_INSTRUCTIONS TO FOLLOW_.
Please reproduce the listing below word for word, omitting the pictures.

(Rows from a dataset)
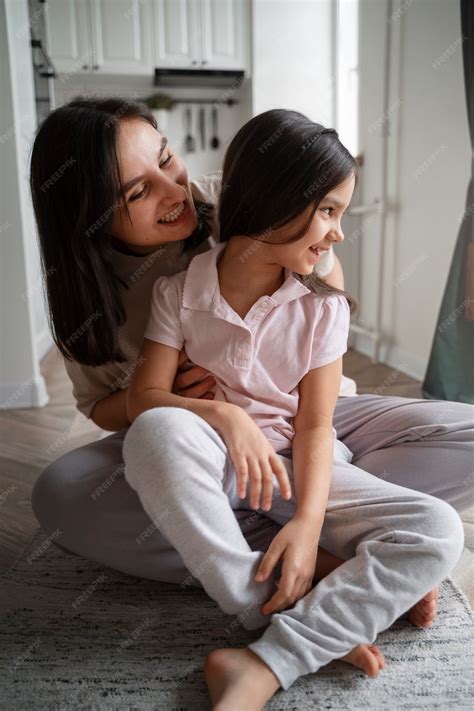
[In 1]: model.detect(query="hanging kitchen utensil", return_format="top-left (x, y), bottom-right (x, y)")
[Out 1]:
top-left (199, 106), bottom-right (206, 150)
top-left (184, 106), bottom-right (196, 153)
top-left (211, 106), bottom-right (220, 150)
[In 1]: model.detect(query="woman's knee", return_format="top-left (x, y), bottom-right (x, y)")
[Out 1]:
top-left (123, 407), bottom-right (217, 469)
top-left (421, 496), bottom-right (464, 575)
top-left (31, 457), bottom-right (66, 533)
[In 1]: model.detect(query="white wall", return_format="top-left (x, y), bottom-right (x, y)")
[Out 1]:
top-left (252, 0), bottom-right (335, 126)
top-left (0, 0), bottom-right (47, 408)
top-left (346, 0), bottom-right (471, 379)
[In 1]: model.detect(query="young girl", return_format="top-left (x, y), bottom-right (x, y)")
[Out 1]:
top-left (124, 110), bottom-right (383, 708)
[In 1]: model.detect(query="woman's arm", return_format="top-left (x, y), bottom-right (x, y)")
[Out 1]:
top-left (91, 389), bottom-right (130, 432)
top-left (127, 338), bottom-right (230, 428)
top-left (90, 348), bottom-right (215, 432)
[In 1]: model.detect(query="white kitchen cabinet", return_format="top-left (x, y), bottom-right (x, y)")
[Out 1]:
top-left (90, 0), bottom-right (154, 76)
top-left (154, 0), bottom-right (250, 70)
top-left (45, 0), bottom-right (93, 74)
top-left (45, 0), bottom-right (250, 76)
top-left (46, 0), bottom-right (154, 76)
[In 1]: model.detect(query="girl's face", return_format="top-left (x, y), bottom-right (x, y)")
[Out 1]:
top-left (112, 119), bottom-right (197, 254)
top-left (266, 175), bottom-right (355, 275)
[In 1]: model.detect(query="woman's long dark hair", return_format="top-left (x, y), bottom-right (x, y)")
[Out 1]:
top-left (219, 109), bottom-right (357, 312)
top-left (30, 97), bottom-right (209, 365)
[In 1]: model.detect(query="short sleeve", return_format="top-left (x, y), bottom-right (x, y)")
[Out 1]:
top-left (145, 275), bottom-right (184, 350)
top-left (310, 294), bottom-right (350, 370)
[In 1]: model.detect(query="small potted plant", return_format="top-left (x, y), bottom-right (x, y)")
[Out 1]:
top-left (145, 94), bottom-right (176, 131)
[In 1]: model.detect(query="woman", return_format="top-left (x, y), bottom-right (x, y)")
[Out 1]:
top-left (31, 100), bottom-right (473, 698)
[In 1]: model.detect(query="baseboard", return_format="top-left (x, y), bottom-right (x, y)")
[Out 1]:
top-left (349, 333), bottom-right (427, 381)
top-left (0, 375), bottom-right (49, 410)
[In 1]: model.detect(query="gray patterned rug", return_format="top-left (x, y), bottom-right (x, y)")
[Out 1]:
top-left (0, 531), bottom-right (474, 711)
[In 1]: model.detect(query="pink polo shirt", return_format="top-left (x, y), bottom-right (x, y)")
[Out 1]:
top-left (145, 243), bottom-right (352, 461)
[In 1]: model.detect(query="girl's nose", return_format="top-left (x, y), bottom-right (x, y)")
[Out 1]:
top-left (329, 230), bottom-right (344, 249)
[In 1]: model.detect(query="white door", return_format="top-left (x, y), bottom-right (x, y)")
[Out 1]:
top-left (90, 0), bottom-right (153, 77)
top-left (198, 0), bottom-right (249, 70)
top-left (154, 0), bottom-right (201, 69)
top-left (45, 0), bottom-right (93, 74)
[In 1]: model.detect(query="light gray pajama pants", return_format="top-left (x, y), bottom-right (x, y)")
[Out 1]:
top-left (32, 395), bottom-right (474, 688)
top-left (124, 407), bottom-right (463, 689)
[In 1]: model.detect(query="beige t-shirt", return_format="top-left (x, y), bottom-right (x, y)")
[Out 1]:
top-left (65, 171), bottom-right (355, 417)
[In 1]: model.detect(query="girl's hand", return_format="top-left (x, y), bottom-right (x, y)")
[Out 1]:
top-left (255, 516), bottom-right (320, 615)
top-left (218, 404), bottom-right (291, 511)
top-left (172, 348), bottom-right (216, 400)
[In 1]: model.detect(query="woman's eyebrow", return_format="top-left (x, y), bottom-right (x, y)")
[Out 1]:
top-left (123, 136), bottom-right (168, 193)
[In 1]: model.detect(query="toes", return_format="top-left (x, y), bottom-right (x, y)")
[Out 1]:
top-left (369, 644), bottom-right (385, 669)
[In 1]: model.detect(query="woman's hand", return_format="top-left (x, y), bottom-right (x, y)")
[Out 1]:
top-left (172, 348), bottom-right (216, 400)
top-left (255, 515), bottom-right (320, 615)
top-left (218, 403), bottom-right (291, 511)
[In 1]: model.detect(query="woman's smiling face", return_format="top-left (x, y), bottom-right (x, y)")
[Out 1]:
top-left (112, 119), bottom-right (197, 254)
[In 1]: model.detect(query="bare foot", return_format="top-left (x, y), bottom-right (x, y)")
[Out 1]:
top-left (408, 586), bottom-right (439, 627)
top-left (204, 644), bottom-right (385, 711)
top-left (204, 648), bottom-right (280, 711)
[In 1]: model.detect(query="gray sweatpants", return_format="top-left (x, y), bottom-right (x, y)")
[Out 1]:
top-left (124, 407), bottom-right (463, 689)
top-left (32, 395), bottom-right (474, 688)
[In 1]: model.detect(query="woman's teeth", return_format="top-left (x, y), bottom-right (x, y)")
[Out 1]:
top-left (158, 202), bottom-right (185, 222)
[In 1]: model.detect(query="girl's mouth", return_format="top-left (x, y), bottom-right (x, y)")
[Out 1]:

_WRITTEN SOLUTION_.
[In 1]: model.detect(query="hanging kitchen utensil", return_format="top-left (x, y), bottom-right (x, y)")
[Out 1]:
top-left (199, 106), bottom-right (206, 150)
top-left (184, 106), bottom-right (196, 153)
top-left (211, 106), bottom-right (220, 150)
[In 1]: model.detect(query="woman's knee", return_format="top-left (x, y), bottom-right (x, y)")
[Out 1]:
top-left (123, 407), bottom-right (217, 469)
top-left (421, 496), bottom-right (464, 575)
top-left (31, 457), bottom-right (66, 533)
[In 1]: model.detect(query="white wall", return_format="top-left (x, y), bottom-right (x, y)")
[Out 1]:
top-left (252, 0), bottom-right (335, 126)
top-left (0, 0), bottom-right (47, 408)
top-left (346, 0), bottom-right (471, 379)
[In 1]: model.detect(query="young girl", return_format="top-left (x, y), bottom-right (x, y)")
[Out 1]:
top-left (124, 110), bottom-right (383, 708)
[In 1]: model.detect(query="woman's arm", return_format="top-left (x, y), bottom-right (x, y)")
[Out 1]:
top-left (91, 389), bottom-right (130, 432)
top-left (127, 338), bottom-right (230, 428)
top-left (90, 348), bottom-right (215, 432)
[In 1]: model.detect(query="white kitchen cabinet", return_format="top-left (x, y), bottom-right (x, y)")
[Out 1]:
top-left (90, 0), bottom-right (154, 76)
top-left (154, 0), bottom-right (250, 70)
top-left (45, 0), bottom-right (93, 74)
top-left (45, 0), bottom-right (250, 76)
top-left (46, 0), bottom-right (154, 76)
[In 1]: model.detect(query="girl's face", return_format="top-left (x, y), bottom-right (x, y)")
[Out 1]:
top-left (112, 119), bottom-right (197, 254)
top-left (266, 175), bottom-right (355, 275)
[In 1]: model.detect(query="woman's long dark hair", return_format="top-left (x, y), bottom-right (x, y)")
[Out 1]:
top-left (219, 109), bottom-right (357, 312)
top-left (30, 97), bottom-right (209, 365)
[In 1]: model.detect(query="short sleeve", return_format="top-left (x, y), bottom-right (x, y)")
[Out 1]:
top-left (145, 275), bottom-right (184, 350)
top-left (310, 294), bottom-right (350, 370)
[In 1]: model.detect(query="small potted plant", return_format="top-left (x, y), bottom-right (x, y)")
[Out 1]:
top-left (145, 94), bottom-right (176, 131)
[In 1]: model.detect(query="woman", return_format="top-left (x, y), bottom-right (x, y)")
[Out 1]:
top-left (31, 100), bottom-right (473, 698)
[In 1]: model.detect(query="baseboard", return_format="top-left (x, y), bottom-right (x, y)")
[Out 1]:
top-left (349, 333), bottom-right (427, 381)
top-left (0, 375), bottom-right (49, 410)
[In 1]: model.detect(query="gray patterned rug", return_format="top-left (x, y), bottom-right (x, y)")
[Out 1]:
top-left (0, 531), bottom-right (474, 711)
[In 1]: model.detect(query="pink polo shirt", return_format="top-left (x, y), bottom-right (x, y)")
[Out 1]:
top-left (145, 243), bottom-right (352, 461)
[In 1]: model.detect(query="girl's nose", return_format="top-left (x, y), bottom-right (x, y)")
[Out 1]:
top-left (329, 230), bottom-right (344, 249)
[In 1]: model.detect(query="white door", return_format="top-left (x, y), bottom-right (x, y)")
[Out 1]:
top-left (90, 0), bottom-right (153, 77)
top-left (198, 0), bottom-right (249, 70)
top-left (154, 0), bottom-right (201, 69)
top-left (45, 0), bottom-right (93, 74)
[In 1]: model.detect(query="light gray pajama pants", return_format="top-left (x, y), bottom-right (x, y)")
[Out 1]:
top-left (32, 395), bottom-right (474, 688)
top-left (124, 407), bottom-right (463, 689)
[In 1]: model.detect(query="beige t-shirt", return_format="top-left (x, y), bottom-right (x, y)")
[Out 1]:
top-left (65, 171), bottom-right (355, 417)
[In 1]: model.detect(query="girl's hand", return_format="top-left (x, y), bottom-right (x, y)")
[Out 1]:
top-left (255, 516), bottom-right (320, 615)
top-left (218, 404), bottom-right (291, 511)
top-left (172, 348), bottom-right (216, 400)
[In 1]: model.detect(query="woman's eyebrow", return_format="top-left (x, y), bottom-right (x, y)")
[Out 1]:
top-left (123, 136), bottom-right (168, 193)
[In 1]: model.detect(query="toes", return_format="top-left (x, y), bottom-right (x, y)")
[Out 1]:
top-left (369, 644), bottom-right (385, 669)
[In 1]: model.detect(query="woman's hand", return_format="top-left (x, y), bottom-right (x, y)")
[Out 1]:
top-left (172, 348), bottom-right (216, 400)
top-left (255, 515), bottom-right (320, 615)
top-left (218, 403), bottom-right (291, 511)
[In 1]: model.detect(query="woman's smiling face", return_format="top-left (x, y), bottom-right (x, y)")
[Out 1]:
top-left (112, 119), bottom-right (197, 254)
[In 1]: model.detect(query="bare foot", return_format="top-left (x, y), bottom-right (x, y)")
[Out 1]:
top-left (408, 586), bottom-right (439, 627)
top-left (204, 644), bottom-right (385, 711)
top-left (204, 648), bottom-right (280, 711)
[In 1]: model.detect(query="gray sweatpants", return_format="top-left (x, y), bottom-right (x, y)")
[Out 1]:
top-left (124, 407), bottom-right (463, 689)
top-left (32, 395), bottom-right (474, 688)
[In 1]: model.detect(query="woman's teeth", return_format="top-left (x, y), bottom-right (x, y)")
[Out 1]:
top-left (158, 202), bottom-right (185, 222)
[In 1]: model.detect(query="girl's mouth", return_format="top-left (x, y), bottom-right (x, y)")
[Out 1]:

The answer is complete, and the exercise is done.